- **INSTRUCTION**: In the copy, include every entry exactly but none of the pictures.

(Object location annotation data)
** start **
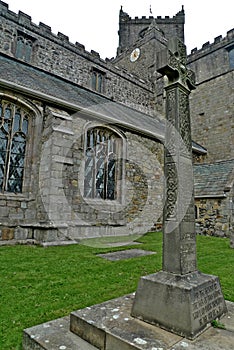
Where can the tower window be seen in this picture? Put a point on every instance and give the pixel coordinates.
(24, 46)
(102, 164)
(13, 134)
(98, 80)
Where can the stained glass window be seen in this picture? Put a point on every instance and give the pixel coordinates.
(101, 164)
(13, 134)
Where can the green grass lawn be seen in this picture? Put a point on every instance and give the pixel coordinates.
(40, 284)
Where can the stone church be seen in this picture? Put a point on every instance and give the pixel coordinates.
(81, 138)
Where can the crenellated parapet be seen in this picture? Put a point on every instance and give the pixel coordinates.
(132, 29)
(37, 46)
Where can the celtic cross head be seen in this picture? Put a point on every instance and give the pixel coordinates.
(172, 63)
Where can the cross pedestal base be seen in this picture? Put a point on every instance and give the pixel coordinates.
(182, 304)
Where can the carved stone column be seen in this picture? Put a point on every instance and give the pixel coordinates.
(179, 298)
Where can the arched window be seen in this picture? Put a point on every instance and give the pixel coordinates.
(13, 135)
(102, 163)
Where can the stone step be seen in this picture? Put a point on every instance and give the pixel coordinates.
(110, 326)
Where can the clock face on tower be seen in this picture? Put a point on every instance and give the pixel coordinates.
(135, 54)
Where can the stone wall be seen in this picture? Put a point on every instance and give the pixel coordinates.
(212, 108)
(52, 206)
(55, 54)
(132, 29)
(214, 217)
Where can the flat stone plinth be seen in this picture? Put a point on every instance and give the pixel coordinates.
(111, 325)
(183, 304)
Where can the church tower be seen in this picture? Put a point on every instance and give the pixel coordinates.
(133, 29)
** end **
- **OUTPUT BELOW**:
Where can the tower window be seen in this picture? Put a point on every instance and give the pixel coordinates.
(24, 46)
(102, 164)
(13, 134)
(98, 80)
Where can the stained glass window be seen in this picture? Put a point on every instance and give the pixel coordinates.
(101, 164)
(13, 134)
Where can the green grass lawn be seen in this picture? Put a point on every instance and give the pixel coordinates.
(40, 284)
Where can the stone church be seen in this picture? Put a point on every instance and give the pixel coordinates.
(81, 138)
Where can the crenellated parapet be seen in this picture? Put a point on every instance and give the pixel coordinates.
(132, 29)
(37, 46)
Where can the celtic cross head be seen in this picture? Put a point on every instance and give the pixel coordinates.
(172, 63)
Where can the cross pedestal base be seen in this picture? Put a point on every instance and give the pixel coordinates.
(182, 304)
Where can the carved stone column be seen in this picture? Put a point on every instance and give the pixel coordinates.
(179, 298)
Where can the arched window be seen in this picture? Put a point on every instance and give the pixel coordinates.
(13, 135)
(102, 163)
Where can the stone step be seen in this picture? Put a point on every instance and give the pixel coordinates.
(110, 326)
Where can the clock face on tower be seen in this picture? Put a point on every instance and give the pixel coordinates.
(135, 54)
Where can the stone wall be seen in this picture? Put a point on every instance and give the pixel coordinates.
(212, 108)
(52, 206)
(55, 54)
(132, 29)
(214, 217)
Where can the flat stone plinth be seen in this picture? Put a point on every instance and give the pixel coordinates.
(111, 325)
(183, 304)
Where can the church tower be seen in this picture? Put a point on every instance and give the pixel coordinates.
(133, 29)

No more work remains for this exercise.